──────── Records for processing
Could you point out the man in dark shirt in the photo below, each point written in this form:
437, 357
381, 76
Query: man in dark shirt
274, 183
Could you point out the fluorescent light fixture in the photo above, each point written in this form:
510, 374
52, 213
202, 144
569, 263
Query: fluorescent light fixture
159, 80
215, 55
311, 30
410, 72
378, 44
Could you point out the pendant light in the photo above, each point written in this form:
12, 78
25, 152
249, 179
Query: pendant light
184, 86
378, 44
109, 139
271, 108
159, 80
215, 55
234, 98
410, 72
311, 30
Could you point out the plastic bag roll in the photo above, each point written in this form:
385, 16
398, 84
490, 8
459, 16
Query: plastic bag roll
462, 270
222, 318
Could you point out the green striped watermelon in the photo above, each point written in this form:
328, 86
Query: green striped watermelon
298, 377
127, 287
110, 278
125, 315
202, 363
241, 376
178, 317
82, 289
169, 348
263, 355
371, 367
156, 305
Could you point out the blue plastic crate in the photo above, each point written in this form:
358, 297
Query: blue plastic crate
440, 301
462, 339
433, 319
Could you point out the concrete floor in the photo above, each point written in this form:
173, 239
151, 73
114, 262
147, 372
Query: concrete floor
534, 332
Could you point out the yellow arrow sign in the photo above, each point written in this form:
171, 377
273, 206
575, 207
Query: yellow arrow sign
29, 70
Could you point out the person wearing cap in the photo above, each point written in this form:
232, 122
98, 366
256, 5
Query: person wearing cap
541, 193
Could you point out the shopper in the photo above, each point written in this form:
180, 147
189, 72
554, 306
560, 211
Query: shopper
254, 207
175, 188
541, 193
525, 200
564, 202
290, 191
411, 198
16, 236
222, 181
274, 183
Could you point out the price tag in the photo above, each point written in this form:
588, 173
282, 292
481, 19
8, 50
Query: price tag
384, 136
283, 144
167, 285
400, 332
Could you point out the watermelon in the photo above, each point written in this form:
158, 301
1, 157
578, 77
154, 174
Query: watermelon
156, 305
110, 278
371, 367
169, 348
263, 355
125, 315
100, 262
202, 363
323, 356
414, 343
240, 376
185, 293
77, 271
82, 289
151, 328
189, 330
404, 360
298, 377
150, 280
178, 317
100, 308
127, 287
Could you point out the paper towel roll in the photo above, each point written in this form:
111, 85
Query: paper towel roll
────────────────
# Directions:
Nothing in the material above may be skipped, so reproduce it all exactly.

# Task response:
Could you point out the man in dark shirt in the photo below, each point written in this form:
437, 357
381, 76
Query: man in dark shirt
274, 183
Could you point out the fluorescent light fixture in the photo above, each point written in this form:
510, 374
52, 213
202, 144
569, 263
Query: fluorescent light fixture
159, 80
215, 55
311, 30
410, 72
378, 44
Could you point out the pendant light in the photo above, each point written in this form:
12, 78
25, 152
249, 179
Query: pendant light
184, 86
378, 44
109, 139
271, 108
159, 80
215, 55
234, 98
410, 72
311, 30
Could you point out the plastic bag roll in the photo above, each point written in this form:
385, 16
398, 84
490, 8
459, 16
Query: plastic bag roll
462, 270
222, 318
Could you point out the green striped watermelon in the photo above, each point written in this form:
328, 86
Query: green striped watermelon
298, 377
127, 287
110, 278
125, 315
202, 363
241, 376
178, 317
82, 289
169, 348
263, 355
371, 367
156, 305
Could you point out the blue plastic crate in the photo above, each point written in this form:
358, 297
Query: blue plastic crate
440, 301
462, 339
433, 319
Could you point out the concrete floor in the photo above, each point written in this form:
173, 239
151, 73
114, 262
147, 372
Query: concrete floor
534, 332
Could you point out the yellow arrow sign in the photo above, each point written in this form:
171, 377
273, 206
575, 207
Query: yellow arrow sign
29, 70
Could you point out the person wearing cap in the photo above, each point written in this form:
232, 122
98, 366
256, 5
Query: person wearing cap
541, 193
Could you point out the shopper in the photo above, each point written in this form:
180, 147
189, 72
554, 306
560, 211
Query: shopper
254, 207
175, 188
541, 193
525, 200
564, 202
290, 191
411, 198
16, 236
222, 181
274, 183
Could you point out the price tag in the photo above, each point written in this form:
588, 173
282, 292
481, 19
8, 50
Query: price tag
384, 136
283, 144
167, 285
400, 332
Could you point out the watermelon in the photo above, each point written in this form:
158, 301
1, 157
578, 77
154, 174
Query: watermelon
156, 305
110, 278
371, 367
169, 348
263, 355
125, 315
100, 262
202, 363
323, 356
414, 343
240, 376
185, 293
77, 271
82, 289
151, 328
189, 330
404, 360
298, 377
150, 280
178, 317
100, 308
127, 287
Could you point out the paper towel roll in the photo above, each point written in this form:
111, 85
Query: paper towel roll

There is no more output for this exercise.